Социальное производство граждан

Вместо того, что ограничивать понятие гражданского общества определением с точки зрения экономики, частной сферы семьи и / или титульного [“primordial”] этноса как особой сферы, где развивается государственное гражданство, нам кажется более продуктивным задаться вопросом о том, какой тип граждан создает данное общество в данный период. На вопросы такого типа нельзя верно ответить, ссылаясь на количество добровольных объединений. Например, в Скандинавии и Соединенных Штатах существует очень большое количество добровольных объединений, и эти государства являются стабильными демократиями. Однако их правительства проводят очень разную политику, и характер гражданского вклада в политический процесс между ними также сильно различается.

Таким образом, нужно поставить следующие вопросы:

Распределение [allocation] экономических, социальных и культурных ресурсов среди граждан, доступный объем таких ресурсов и их распространение [distribution] между ними.

Предоставление ролевых моделей и ролевых образцов <поведения>.

Историческая структурация [structuration] ожиданий и страхов по отношению к жизни и обществу.

Структуры возможности [opportunity].

Вышесказанного может хватить для научной программы широкомасштабного социального исследования, но это также можно рассмотреть в более сжатом виде, как то, о чем многие заинтересованные и информированные граждане хорошо осведомлены. С обоих углов зрения открывается перспектива, которую современная нормативистская дискуссия о гражданском обществе пытается скрыть или затуманить.

33

Социологическое обозрение Том 3. № 3. 2003

Публичная сфера как реальность

Юрген Хабермас (1962) провел блестящее эмпирическое историческое исследование неуловимого [elusive], но важного социального явления, Offentlichkeit, которое обычно на английский язык переводится как «публичная сфера» [“public sphere”]. Однако в современной теоретической дискуссии, представленной в работе самого Хабермаса, нормативные идеалы публичной сферы вытеснили анализ того, каким образом на самом деле функционирует публичная сфера.

Если кто-то захочет подвергнуть понятие публичной сферы теоретически релевантному анализу, продуктивным может оказаться представление ее как «поля» в терминах Пьера Бурдье (Bourdieu, 1992), то есть как поля силы и сражений, а не как интеллектуальную беседу в кафе. Это может повлечь за собой исследование топографии публичного ландшафта. То есть исследование каналов и «шлюзов» в публичной дискуссии; взаимосвязей различных «субполей» или сообществ [publics], например, организаций или СМИ; путей на вершину, к общественному лидерству или встречающихся на этом пути ловушек. Как накапливается «публичный (общественный) [public(icity)] капитал» и как он трансформируется в «политический капитал»?

Задание A
Какие вопросы, по словам отрывка о гражданском обществе, нужно поставить? Перечислите все.
Задание B
Ответьте по отрывку о гражданском обществе на три вопроса:
(i) В каких странах, по тексту, существует очень большое количество добровольных объединений?
(ii) Как на английский язык обычно переводится слово Offentlichkeit?
(iii) В терминах какого ученого предлагается представить публичную сферу как «поле»?
Задание C
Продолжите отрывок о гражданском обществе, начав сразу после его последнего предложения.

Записи из набора с разметкой точками

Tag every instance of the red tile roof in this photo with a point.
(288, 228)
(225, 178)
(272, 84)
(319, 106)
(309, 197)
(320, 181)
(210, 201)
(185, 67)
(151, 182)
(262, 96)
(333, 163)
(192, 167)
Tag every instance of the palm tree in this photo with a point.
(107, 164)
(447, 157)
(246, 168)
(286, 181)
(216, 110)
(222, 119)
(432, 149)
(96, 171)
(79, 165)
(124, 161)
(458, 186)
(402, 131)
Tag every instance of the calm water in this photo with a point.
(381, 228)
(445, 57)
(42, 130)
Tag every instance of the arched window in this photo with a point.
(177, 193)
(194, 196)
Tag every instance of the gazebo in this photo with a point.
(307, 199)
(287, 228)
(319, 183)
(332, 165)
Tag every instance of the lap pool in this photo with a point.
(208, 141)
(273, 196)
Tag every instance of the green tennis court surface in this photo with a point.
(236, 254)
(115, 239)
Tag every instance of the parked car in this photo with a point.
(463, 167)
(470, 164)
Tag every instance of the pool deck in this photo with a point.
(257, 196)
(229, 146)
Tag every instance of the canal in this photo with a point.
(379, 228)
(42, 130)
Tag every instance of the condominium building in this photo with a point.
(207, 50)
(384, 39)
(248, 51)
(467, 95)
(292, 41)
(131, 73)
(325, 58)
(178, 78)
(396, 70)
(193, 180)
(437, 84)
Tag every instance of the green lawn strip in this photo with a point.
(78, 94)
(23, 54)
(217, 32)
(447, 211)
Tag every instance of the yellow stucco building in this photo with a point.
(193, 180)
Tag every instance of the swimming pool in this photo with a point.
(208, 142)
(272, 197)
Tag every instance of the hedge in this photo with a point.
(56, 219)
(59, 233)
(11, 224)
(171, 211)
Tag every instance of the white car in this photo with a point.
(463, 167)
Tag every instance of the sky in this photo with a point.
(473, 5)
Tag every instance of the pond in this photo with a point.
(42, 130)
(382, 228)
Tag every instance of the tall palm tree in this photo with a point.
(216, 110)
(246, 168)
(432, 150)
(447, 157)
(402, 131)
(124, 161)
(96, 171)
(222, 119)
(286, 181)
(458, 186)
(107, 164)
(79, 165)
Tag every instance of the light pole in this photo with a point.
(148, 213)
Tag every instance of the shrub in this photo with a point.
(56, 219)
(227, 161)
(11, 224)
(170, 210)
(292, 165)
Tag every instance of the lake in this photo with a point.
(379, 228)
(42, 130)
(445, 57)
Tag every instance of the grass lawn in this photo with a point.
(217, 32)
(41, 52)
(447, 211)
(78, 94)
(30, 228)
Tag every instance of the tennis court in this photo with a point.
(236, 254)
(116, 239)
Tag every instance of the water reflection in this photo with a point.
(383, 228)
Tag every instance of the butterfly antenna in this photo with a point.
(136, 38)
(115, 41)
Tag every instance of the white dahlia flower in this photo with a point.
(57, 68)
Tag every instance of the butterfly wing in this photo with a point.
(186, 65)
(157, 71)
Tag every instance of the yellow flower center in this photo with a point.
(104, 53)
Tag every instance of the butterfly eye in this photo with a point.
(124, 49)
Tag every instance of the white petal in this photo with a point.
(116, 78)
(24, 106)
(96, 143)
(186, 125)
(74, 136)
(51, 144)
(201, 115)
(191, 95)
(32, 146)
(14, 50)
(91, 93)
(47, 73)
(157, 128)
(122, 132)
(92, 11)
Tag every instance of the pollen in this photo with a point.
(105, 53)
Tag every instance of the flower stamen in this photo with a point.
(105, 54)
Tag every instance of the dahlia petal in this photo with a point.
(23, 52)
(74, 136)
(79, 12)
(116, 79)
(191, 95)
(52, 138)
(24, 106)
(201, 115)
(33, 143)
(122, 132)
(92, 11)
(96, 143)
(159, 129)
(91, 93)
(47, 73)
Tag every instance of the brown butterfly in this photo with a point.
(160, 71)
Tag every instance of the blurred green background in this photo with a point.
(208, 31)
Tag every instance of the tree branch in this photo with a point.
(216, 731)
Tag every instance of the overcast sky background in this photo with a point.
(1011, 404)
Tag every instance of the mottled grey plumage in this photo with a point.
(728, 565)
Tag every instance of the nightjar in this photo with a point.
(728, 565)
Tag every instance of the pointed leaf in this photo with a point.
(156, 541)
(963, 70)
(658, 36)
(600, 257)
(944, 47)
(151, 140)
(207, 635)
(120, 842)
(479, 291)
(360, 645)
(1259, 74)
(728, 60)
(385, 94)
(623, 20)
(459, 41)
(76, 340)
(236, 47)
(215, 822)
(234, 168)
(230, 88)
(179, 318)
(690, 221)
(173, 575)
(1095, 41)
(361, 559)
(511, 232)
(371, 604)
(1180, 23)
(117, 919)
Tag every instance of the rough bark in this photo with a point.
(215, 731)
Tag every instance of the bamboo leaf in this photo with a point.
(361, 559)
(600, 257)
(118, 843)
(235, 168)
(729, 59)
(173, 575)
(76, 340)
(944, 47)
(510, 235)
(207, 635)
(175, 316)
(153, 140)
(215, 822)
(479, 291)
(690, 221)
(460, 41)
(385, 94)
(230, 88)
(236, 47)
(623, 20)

Письменный ответ A
1. Распределение экономических, социальных и культурных ресурсов среди граждан, доступный объем таких ресурсов и их распространение между ними.
2. Предоставление ролевых моделей и ролевых образцов поведения.
3. Историческая структурация ожиданий и страхов по отношению к жизни и обществу.
4. Структуры возможности.

Письменный ответ B
(i) В Скандинавии и Соединенных Штатах.
(ii) Как «public sphere», то есть «публичная сфера».
(iii) Пьера Бурдье.

Письменный ответ C
Транс-культурные, надгосударственные нормативные порядки

Если что-нибудь из критики, высказанной выше в адрес современного дискурса о гражданском обществе, является верным, тогда не следует многого ожидать от недавних разговоров и надежд по поводу европейского или глобального гражданского общества. Повторим: установление такого общества будет безусловно хорошо с демократической точки зрения, но нормативный фокус, вероятно, затуманит видение основных проблем.

Чтобы разобраться в попытках установления и незрелом развитии надгосударственных и транс-культурных нормативных порядков, как глобальных, так и региональных, нам кажется более важным не упустить из виду нечто такое, что дискурс о гражданском обществе стремится не определять,- т. е. сложное положение и взаимодействия государственных и негосударственных акторов. В обозримом будущем именно такие союзы и такие взаимодействия будут определять характер глобального и регионального управления, где последнее не является целиком прерогативой ни государства, ни Европейского Союза. И проблема «демократического дефицита» в Европейском Союзе - это проблема не столько отсутствия интеграции национальных гражданских обществ, сколько внезапной изоляции Союза и состоящих в нем государств от общественного влияния, например, в новых ключевых сферах монетарной и военной политики (война в Косово и др.).

Рост и политическое признание обладающих ресурсами международных негосударственных организаций и их включение в механизм ЕС - конференции, выработку решений и соглашений - представляют собой крайне важные нововведения. Тем не менее, они не означают освобождения международного гражданского общества от национальных государств и их международных организаций. Образцом, скорее, служат некоторые НКО и государства, старающиеся объединиться с целью влияния на другие государства. Новая международная судебная власть, проявившая себя в наибольшей степени в Трибунале по военным преступлениям по делу бывшей Югославии и в деле Пиночета, является по существу международным делом. Глобальное спутниковое телевидение - это действительно новая публичная сфера, но ее отличие - как в значительной степени асимметричной коммуникации - от агоры или салона [salon] кажется достаточно очевидным, чтобы сомневаться в обозначении его как глобального гражданского общества в процессе становления.

34

Социологическое обозрение Том 3. № 3. 2003

Это именно новые модели межгосударственного взаимодействия, взаимодействия национального государства и НКО, а также национального государства и глобальных СМИ в суматохе ускоряющихся или изменяющихся глобальных процессов финансирования, торговли, миграции и культурных столкновений, которые нужно раскрыть, оценить и действовать в соответствие с ними.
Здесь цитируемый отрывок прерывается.